More than eight decades after it was installed, a memorial to the three 19th-century sibling novelists in London’s Westminster Abbey was amended Thursday to restore the diaereses – the two dots over the e in their surname.

The dots — which indicate that the name is pronounced “brontay” rather than “bront” — were omitted when the stone tablet commemorating Charlotte, Emily and Anne was erected in the abbey’s Poets’ Corner in October 1939, just after the outbreak of World War II.

They were restored after Brontë historian Sharon Wright, editor of the Brontë Society Gazette, raised the issue with Dean of Westminster David Hoyle. The abbey asked its stonemason to tap in the dots and its conservator to paint them.

“There’s no paper record for anyone complaining about this or mentioning this, so I just wanted to put it right, really,” Wright said. “These three Yorkshire women deserve their place here, but they also deserve to have their name spelled correctly.”

(Saved data entries)
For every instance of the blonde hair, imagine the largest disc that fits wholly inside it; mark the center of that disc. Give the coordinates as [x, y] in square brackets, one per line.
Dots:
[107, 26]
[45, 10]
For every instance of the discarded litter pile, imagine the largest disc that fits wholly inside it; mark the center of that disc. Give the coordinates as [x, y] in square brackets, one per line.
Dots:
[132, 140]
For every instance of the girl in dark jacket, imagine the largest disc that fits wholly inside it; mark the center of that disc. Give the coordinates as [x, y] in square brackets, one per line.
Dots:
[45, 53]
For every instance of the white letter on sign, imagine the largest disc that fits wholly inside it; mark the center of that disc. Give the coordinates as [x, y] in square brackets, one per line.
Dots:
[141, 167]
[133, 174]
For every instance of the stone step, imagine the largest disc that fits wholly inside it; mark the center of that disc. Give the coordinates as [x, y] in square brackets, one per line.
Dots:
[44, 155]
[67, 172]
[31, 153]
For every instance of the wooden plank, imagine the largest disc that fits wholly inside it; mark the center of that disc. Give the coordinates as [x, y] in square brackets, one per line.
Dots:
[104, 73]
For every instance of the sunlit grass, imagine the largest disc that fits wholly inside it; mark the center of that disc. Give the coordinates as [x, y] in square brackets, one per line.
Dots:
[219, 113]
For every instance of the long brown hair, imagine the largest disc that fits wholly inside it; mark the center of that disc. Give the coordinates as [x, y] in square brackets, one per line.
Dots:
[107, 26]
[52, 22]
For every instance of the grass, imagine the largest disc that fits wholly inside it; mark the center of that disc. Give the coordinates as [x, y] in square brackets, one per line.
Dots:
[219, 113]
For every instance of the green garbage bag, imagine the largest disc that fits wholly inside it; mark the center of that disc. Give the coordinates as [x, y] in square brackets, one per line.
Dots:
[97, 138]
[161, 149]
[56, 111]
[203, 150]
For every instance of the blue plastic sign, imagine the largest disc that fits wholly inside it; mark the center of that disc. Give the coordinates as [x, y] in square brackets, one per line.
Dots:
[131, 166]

### TASKS TO PERFORM:
1) Answer these questions about the article on the Brontë memorial in Westminster Abbey:
(a) In what month and year was the stone tablet erected in Poets' Corner?
(b) With whom did Sharon Wright raise the issue of the missing dots?
(c) Whom did the abbey ask to paint the restored dots?
2) Carry the article on the Brontë memorial forward from the point where it stops, adding a few more paragraphs.

### ANSWERS TO THE EXERCISE:
1)
(a) October 1939
(b) Dean of Westminster David Hoyle
(c) Its conservator

2)
It’s believed the writers’ Irish father Patrick changed the spelling of his surname from Brunty or Prunty when he went to university in England.

Raised on the wild Yorkshire moors, all three sisters died before they were 40, leaving enduring novels including Charlotte’s “Jane Eyre,” Emily’s “Wuthering Heights” and Anne’s “The Tenant of Wildfell Hall.”

Rebecca Yorke, director of the Brontë Society, welcomed the restoration.

“As the Brontës and their work are loved and respected all over the world, it’s entirely appropriate that their name is spelled correctly on their memorial,” she said.